## BEGIN
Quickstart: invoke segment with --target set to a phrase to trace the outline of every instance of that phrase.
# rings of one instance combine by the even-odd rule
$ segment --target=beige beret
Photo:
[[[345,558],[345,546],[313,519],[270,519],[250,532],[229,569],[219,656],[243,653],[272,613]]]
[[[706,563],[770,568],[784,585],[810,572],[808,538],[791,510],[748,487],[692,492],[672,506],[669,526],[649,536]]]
## END
- _What the exercise asks_
Rescale the records above by copying every line, requests included, with each polygon coordinate in the answers multiplied by 0.9 and rounded to the nearest whole number, halves going up.

- _Task output_
Quickstart: invoke segment with --target set to a phrase to trace the outline of every instance of that phrase.
# rings of one instance combine by the even-odd rule
$ segment --target=beige beret
Photo:
[[[311,502],[311,491],[282,467],[243,467],[225,479],[206,512],[197,590],[219,588],[245,552]]]
[[[635,507],[693,511],[706,527],[729,515],[727,484],[712,459],[673,438],[623,443],[605,455],[602,473],[584,482]]]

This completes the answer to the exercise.